──────── Provided information

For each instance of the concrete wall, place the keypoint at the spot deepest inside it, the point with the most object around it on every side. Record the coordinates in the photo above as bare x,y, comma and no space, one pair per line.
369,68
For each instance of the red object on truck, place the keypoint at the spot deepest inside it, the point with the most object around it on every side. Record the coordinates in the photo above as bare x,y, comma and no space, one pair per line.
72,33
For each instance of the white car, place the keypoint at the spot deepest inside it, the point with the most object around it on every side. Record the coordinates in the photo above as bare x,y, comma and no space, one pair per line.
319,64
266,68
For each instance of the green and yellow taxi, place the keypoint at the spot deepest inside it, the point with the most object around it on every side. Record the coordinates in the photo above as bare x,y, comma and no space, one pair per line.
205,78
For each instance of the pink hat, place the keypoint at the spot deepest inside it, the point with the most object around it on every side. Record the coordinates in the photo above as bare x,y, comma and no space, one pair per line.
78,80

────────────────
──────── Provided information

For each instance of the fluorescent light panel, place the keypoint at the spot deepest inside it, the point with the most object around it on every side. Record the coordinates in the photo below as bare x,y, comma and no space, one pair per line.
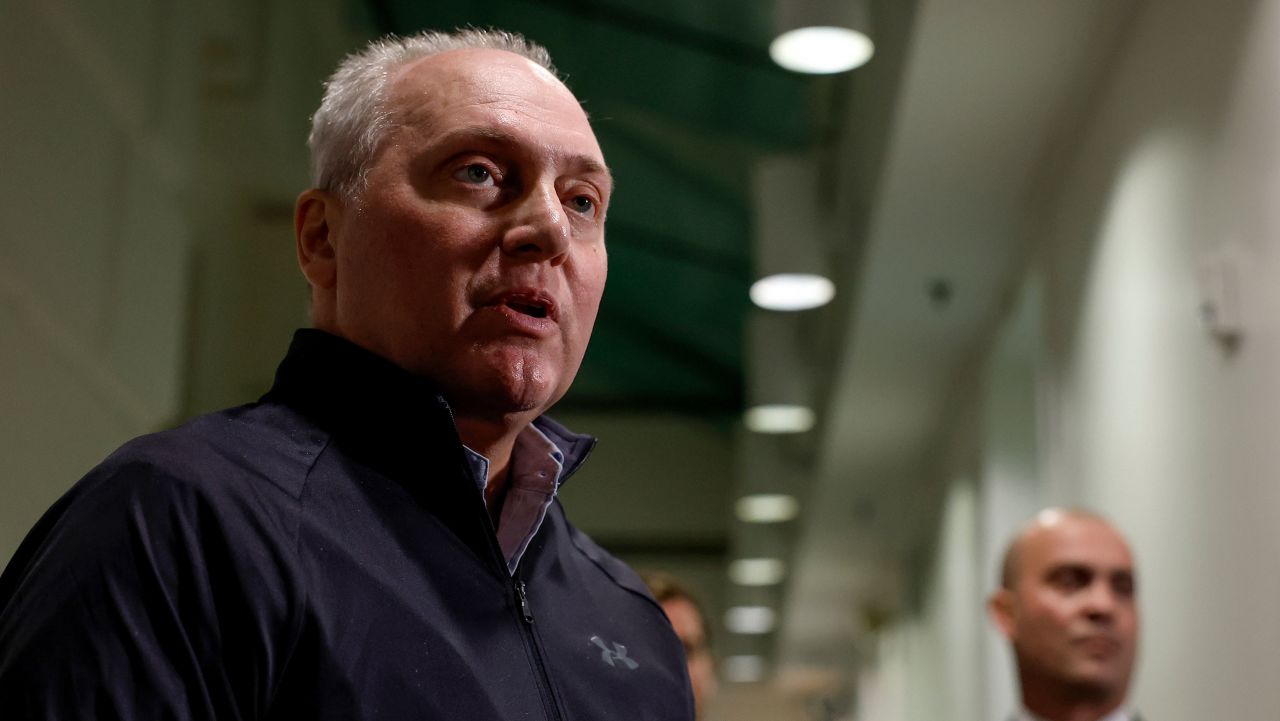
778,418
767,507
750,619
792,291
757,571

────────────────
──────── Provided information

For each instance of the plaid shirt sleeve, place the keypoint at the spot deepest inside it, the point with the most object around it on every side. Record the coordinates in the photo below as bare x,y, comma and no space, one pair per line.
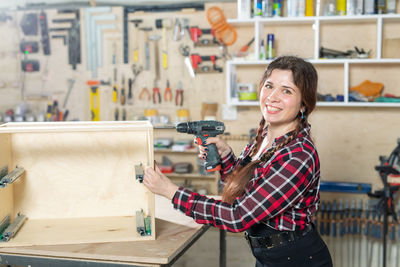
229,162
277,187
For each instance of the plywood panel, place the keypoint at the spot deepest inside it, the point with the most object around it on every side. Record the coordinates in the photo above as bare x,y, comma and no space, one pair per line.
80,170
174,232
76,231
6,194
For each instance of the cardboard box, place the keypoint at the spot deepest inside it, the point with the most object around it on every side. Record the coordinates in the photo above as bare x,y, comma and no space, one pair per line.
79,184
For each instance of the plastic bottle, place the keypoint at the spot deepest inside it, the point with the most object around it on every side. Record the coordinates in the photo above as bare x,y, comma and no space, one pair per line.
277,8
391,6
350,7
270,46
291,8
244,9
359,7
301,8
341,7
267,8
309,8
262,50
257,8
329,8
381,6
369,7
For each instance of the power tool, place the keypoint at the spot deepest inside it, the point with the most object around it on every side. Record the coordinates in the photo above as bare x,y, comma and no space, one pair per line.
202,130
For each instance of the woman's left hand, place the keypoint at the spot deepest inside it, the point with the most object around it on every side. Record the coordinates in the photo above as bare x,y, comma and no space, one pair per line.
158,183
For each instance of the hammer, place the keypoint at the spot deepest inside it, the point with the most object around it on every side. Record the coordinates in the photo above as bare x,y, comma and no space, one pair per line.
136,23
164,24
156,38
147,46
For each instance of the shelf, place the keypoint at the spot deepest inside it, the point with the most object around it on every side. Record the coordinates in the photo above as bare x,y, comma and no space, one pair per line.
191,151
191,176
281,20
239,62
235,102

────────────────

Exercise objective:
Pick out every line above that contains the word "below". Case counts.

Exercise output:
For each instance of the fluorescent light panel, place the keypoint at the spot deepest inside it, the point with the most object around it on every side. Record the coordinates in the photo below as bare x,y, comma and no space, one pair per line.
For each instance of the plaid shirt sleeve, place the keypoint at the spot deepest inside it, the point with the most object around it on every side. Record the coordinates in the photo below as bare x,y, comma and no space, one pair per line.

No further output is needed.